**ABOUT THIS TASK:**
In this exercise, every entry is to be transcribed exactly as written.

(Region pointing data)
——————————

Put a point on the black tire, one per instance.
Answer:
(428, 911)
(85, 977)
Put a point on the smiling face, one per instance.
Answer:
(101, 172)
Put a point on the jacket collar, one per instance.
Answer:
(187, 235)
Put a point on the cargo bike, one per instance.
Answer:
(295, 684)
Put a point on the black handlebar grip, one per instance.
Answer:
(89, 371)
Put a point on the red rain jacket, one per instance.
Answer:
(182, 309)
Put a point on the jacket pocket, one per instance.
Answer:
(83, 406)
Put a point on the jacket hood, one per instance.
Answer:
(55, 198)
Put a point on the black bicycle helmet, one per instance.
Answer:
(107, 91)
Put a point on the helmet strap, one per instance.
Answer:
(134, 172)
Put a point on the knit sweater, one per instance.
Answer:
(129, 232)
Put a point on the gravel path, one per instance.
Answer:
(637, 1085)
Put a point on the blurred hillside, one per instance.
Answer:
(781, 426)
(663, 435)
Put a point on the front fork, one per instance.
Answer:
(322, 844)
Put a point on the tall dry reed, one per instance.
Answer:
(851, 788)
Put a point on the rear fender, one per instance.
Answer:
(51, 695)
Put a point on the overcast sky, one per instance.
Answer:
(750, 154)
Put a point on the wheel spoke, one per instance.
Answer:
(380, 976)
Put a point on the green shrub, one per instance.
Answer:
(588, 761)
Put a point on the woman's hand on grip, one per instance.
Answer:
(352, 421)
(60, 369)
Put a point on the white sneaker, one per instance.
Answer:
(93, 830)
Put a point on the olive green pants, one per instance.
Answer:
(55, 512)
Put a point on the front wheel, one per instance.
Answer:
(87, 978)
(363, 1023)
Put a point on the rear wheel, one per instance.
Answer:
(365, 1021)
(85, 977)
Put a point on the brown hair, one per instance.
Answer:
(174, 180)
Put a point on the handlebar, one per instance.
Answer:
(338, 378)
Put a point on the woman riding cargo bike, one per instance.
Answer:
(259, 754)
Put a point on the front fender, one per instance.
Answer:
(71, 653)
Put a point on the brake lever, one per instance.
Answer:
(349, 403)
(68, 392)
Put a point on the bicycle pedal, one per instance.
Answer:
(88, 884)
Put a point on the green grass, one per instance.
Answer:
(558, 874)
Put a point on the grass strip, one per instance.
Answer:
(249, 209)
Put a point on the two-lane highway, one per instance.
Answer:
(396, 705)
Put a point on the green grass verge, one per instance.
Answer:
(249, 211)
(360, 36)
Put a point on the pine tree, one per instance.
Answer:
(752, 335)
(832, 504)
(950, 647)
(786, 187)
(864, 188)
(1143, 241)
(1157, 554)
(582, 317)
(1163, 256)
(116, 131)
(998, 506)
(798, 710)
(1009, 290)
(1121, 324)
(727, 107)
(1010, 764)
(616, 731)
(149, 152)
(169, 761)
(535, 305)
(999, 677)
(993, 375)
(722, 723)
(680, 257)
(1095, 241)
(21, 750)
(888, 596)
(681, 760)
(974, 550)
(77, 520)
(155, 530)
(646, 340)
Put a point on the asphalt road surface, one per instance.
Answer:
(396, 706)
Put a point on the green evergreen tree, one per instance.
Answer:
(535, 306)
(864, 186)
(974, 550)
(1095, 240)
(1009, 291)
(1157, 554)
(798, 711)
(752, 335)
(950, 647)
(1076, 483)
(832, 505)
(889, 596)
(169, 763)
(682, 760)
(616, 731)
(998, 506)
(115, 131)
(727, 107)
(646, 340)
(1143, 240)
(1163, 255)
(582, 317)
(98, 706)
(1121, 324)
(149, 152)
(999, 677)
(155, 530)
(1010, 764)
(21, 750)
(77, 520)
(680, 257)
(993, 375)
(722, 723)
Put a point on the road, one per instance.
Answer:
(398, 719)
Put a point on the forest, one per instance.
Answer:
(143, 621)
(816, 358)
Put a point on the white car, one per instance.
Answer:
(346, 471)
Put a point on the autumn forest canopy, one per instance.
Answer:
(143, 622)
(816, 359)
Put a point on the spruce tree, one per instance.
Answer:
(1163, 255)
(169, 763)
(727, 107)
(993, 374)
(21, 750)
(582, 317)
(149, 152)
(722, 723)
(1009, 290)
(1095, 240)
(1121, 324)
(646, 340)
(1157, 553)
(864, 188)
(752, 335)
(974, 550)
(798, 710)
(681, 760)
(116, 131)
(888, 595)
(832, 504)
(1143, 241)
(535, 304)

——————————

**TASK RESULT:**
Put a point on the black tire, one per instance.
Answer:
(428, 911)
(85, 977)
Put a point on the smiling face, one per instance.
Answer:
(101, 172)
Put a point on the jacket collar, one per instance.
Answer:
(187, 235)
Put a point on the cargo bike, one per instance.
Answer:
(295, 684)
Put a point on the black handlebar grip, one per instance.
Answer:
(89, 371)
Put a point on the red rain jacket, one per instance.
Answer:
(182, 309)
Put a point on the jacket pocket, one per instance.
Answer:
(83, 406)
Put a point on the jacket hood, one per instance.
Answer:
(55, 198)
Put a point on the black bicycle helmet, one per instance.
Answer:
(107, 91)
Put a point on the helmet strap, one per instance.
Answer:
(134, 172)
Put a point on the knit sweater, one per instance.
Answer:
(129, 232)
Put a point on the gravel path, one per instance.
Answer:
(637, 1085)
Put a point on the blurred hillside, one per instance.
Answer:
(781, 426)
(663, 435)
Put a point on the front fork, one per instance.
Answer:
(322, 844)
Put a point on the tall dry reed, one per instance.
Answer:
(851, 788)
Put a point on the rear fender, one per instance.
Answer:
(51, 695)
Put a point on the overcast sky, one per instance.
Answer:
(750, 154)
Put a point on the wheel spoke, one per instance.
Answer:
(380, 976)
Put a point on the green shrub, one per instance.
Answer:
(588, 761)
Put a point on the woman's hand on grip, one per instance.
Answer:
(352, 421)
(60, 369)
Put a point on the white sneaker, one per instance.
Answer:
(93, 830)
Put a point on the olive green pants, one per instance.
Answer:
(55, 512)
Put a point on the front wheel, one per instance.
Answer:
(87, 978)
(363, 1023)
Put a point on the rear wheel, one per instance.
Answer:
(365, 1021)
(85, 977)
Put a point on the brown hair, one per instance.
Answer:
(174, 180)
Put a point on the handlebar, one per instance.
Answer:
(338, 378)
Put a point on the woman riding cargo bike, one per instance.
Answer:
(259, 754)
Put a point on the front fender, one per instance.
Answer:
(71, 653)
Put a point on the brake lever, one per instance.
Answer:
(349, 403)
(68, 392)
Put a point on the bicycle pedal, one per instance.
Answer:
(88, 884)
Put a point on the green grass, one per instance.
Answer:
(558, 874)
Put a point on the grass strip, one per instance.
Answer:
(249, 209)
Put a point on the two-lane highway, one per instance.
Answer:
(396, 705)
Put a point on the green grass verge, one per instance.
Answer:
(249, 211)
(360, 36)
Put a point on the pine tree, one per instance.
Answer:
(752, 335)
(832, 504)
(950, 647)
(786, 187)
(864, 188)
(1143, 241)
(1157, 554)
(582, 317)
(1163, 256)
(116, 131)
(998, 506)
(798, 710)
(1009, 290)
(1121, 324)
(727, 107)
(1010, 764)
(616, 731)
(149, 152)
(169, 761)
(535, 305)
(999, 677)
(993, 375)
(722, 723)
(680, 257)
(1095, 241)
(21, 750)
(888, 596)
(681, 760)
(974, 550)
(77, 520)
(155, 530)
(646, 340)
Put a point on the asphalt road surface, one per instance.
Answer:
(396, 706)
Put a point on the green evergreen tree, one per instance.
Answer:
(535, 306)
(864, 186)
(974, 550)
(1095, 240)
(1009, 291)
(1157, 554)
(798, 711)
(752, 335)
(950, 647)
(1076, 483)
(832, 505)
(889, 596)
(169, 763)
(682, 760)
(616, 731)
(998, 506)
(115, 131)
(727, 107)
(646, 340)
(1143, 240)
(1163, 255)
(582, 317)
(98, 706)
(1121, 324)
(149, 152)
(999, 677)
(155, 530)
(1010, 764)
(21, 750)
(77, 520)
(680, 257)
(993, 375)
(722, 723)
Put a point on the road, one per instance.
Answer:
(398, 719)
Put a point on the forest, one per instance.
Answer:
(143, 621)
(816, 358)
Put a point on the white car, one per instance.
Answer:
(346, 471)
Put a point on the autumn forest canopy, one per instance.
Answer:
(143, 622)
(816, 359)
Put a point on the spruce tree, one per instance.
Answer:
(1163, 255)
(169, 763)
(727, 107)
(993, 374)
(21, 750)
(582, 317)
(149, 152)
(722, 723)
(1009, 290)
(1095, 240)
(1121, 324)
(646, 340)
(1157, 553)
(864, 188)
(752, 335)
(974, 550)
(798, 710)
(681, 760)
(116, 131)
(888, 595)
(832, 504)
(1143, 241)
(535, 304)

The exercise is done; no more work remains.